Copy out every record below exactly as written, but leave out any pictures.

[Dataset rows]
%%
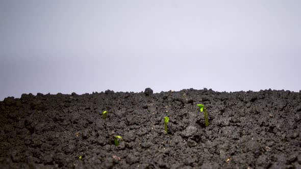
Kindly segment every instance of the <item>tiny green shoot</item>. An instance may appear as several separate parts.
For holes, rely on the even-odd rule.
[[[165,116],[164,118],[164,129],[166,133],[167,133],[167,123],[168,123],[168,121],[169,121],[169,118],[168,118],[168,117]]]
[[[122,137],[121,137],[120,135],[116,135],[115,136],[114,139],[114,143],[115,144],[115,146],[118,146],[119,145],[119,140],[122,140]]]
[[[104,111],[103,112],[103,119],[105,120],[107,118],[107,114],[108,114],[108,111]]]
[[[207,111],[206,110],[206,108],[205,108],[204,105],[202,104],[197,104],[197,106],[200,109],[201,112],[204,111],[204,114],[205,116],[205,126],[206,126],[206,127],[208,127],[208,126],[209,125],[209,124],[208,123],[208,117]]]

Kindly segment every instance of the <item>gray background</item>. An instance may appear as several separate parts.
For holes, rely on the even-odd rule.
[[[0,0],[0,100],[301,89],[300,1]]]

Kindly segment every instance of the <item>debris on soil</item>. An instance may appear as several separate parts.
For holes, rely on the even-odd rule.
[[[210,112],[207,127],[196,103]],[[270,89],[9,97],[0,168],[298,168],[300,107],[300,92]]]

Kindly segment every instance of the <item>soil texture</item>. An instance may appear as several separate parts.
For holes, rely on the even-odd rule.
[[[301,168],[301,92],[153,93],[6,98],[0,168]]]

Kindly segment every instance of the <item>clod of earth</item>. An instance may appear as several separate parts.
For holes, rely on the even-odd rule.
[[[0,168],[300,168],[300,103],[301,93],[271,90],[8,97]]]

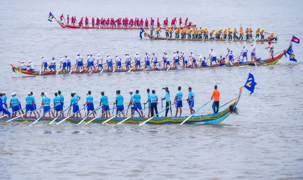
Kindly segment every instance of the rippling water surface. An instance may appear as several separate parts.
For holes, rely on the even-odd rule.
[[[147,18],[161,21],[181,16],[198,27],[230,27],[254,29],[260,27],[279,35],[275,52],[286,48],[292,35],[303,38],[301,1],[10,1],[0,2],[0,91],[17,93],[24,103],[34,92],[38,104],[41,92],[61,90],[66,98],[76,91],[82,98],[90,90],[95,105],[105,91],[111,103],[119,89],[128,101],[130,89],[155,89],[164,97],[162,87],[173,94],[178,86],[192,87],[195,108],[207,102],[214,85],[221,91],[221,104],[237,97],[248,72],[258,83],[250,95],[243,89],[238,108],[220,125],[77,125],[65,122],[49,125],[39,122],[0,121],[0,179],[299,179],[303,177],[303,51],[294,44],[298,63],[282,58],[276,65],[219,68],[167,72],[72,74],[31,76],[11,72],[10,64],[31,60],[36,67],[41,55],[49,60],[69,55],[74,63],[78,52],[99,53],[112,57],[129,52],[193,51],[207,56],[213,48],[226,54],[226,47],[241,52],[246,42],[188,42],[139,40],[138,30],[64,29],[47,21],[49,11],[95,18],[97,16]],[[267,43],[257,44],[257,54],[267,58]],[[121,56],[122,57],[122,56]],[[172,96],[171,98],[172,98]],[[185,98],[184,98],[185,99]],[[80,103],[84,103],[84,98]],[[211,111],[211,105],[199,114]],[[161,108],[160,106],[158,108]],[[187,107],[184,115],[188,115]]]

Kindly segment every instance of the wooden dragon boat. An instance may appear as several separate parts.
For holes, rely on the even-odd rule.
%%
▶ [Exercise response]:
Kindly segment every instance of the <item>tiny green shoot</item>. An instance may appear as several separate parts.
For holes, rely on the even-odd rule.
[[[165,116],[164,118],[164,129],[166,133],[167,133],[167,123],[168,123],[168,121],[169,121],[169,118],[168,118],[168,117]]]
[[[122,137],[121,137],[120,135],[116,135],[115,136],[114,139],[114,143],[115,144],[115,146],[118,146],[119,145],[119,140],[122,140]]]
[[[104,111],[103,112],[103,119],[105,120],[107,118],[107,114],[108,114],[108,111]]]
[[[207,111],[206,110],[206,108],[205,108],[204,105],[202,104],[197,104],[197,106],[200,109],[201,112],[204,111],[204,114],[205,116],[205,126],[206,126],[206,127],[208,127],[208,126],[209,125],[209,124],[208,123],[208,117]]]

Kindly segment every instance of the <item>gray background</item>. An instance may appear as several separate parts.
For holes, rely on the even-odd rule.
[[[0,0],[0,100],[301,89],[300,1]]]

Kindly segment every instance of the <item>debris on soil</item>. An instance may appear as several separate parts.
For holes, rely on the even-odd rule.
[[[210,112],[207,127],[196,103]],[[270,89],[9,97],[0,168],[298,168],[300,107],[300,92]]]

Kindly segment every instance of the <item>soil texture</item>. An instance may appear as several separate parts.
For holes, rely on the even-odd rule.
[[[301,168],[301,92],[153,93],[6,98],[0,168]]]

Kindly segment every instance of the <item>clod of earth</item>. An instance may appear as several separate parts.
For holes, rely on the even-odd rule.
[[[0,168],[300,168],[300,103],[301,93],[271,90],[8,97]]]

Kindly segment every instance of the rippling water surface. An instance may appear as several separate parts.
For holes, rely on the even-odd rule.
[[[147,18],[161,21],[181,16],[198,27],[230,27],[254,29],[260,27],[279,35],[275,52],[286,48],[292,35],[303,38],[301,1],[10,1],[0,2],[0,91],[17,93],[24,103],[34,92],[38,104],[41,92],[61,90],[66,98],[76,91],[82,98],[90,90],[95,105],[105,91],[111,103],[119,89],[128,101],[130,89],[155,89],[164,97],[162,87],[173,94],[178,86],[192,87],[195,108],[207,102],[214,85],[221,91],[221,104],[237,97],[248,72],[258,83],[250,95],[243,89],[238,108],[220,125],[77,125],[65,122],[49,125],[39,122],[0,121],[0,179],[299,179],[303,177],[303,51],[294,44],[298,63],[282,58],[276,65],[219,68],[167,72],[72,74],[31,76],[11,72],[10,64],[31,60],[36,67],[41,55],[49,60],[69,55],[74,63],[78,52],[99,53],[112,57],[129,52],[193,51],[207,56],[213,48],[226,54],[226,47],[241,52],[246,42],[188,42],[139,40],[138,30],[64,29],[47,21],[49,11],[95,18],[97,16]],[[267,43],[257,44],[257,54],[267,58]],[[121,56],[122,57],[122,56]],[[172,96],[171,98],[172,98]],[[185,98],[184,98],[185,99]],[[80,103],[84,103],[84,98]],[[211,111],[211,105],[199,114]],[[161,108],[160,106],[158,108]],[[187,107],[184,115],[188,115]]]

Kindly segment every instance of the wooden dragon boat. An instance may appear as several separate parts.
For holes, rely on the even-odd rule.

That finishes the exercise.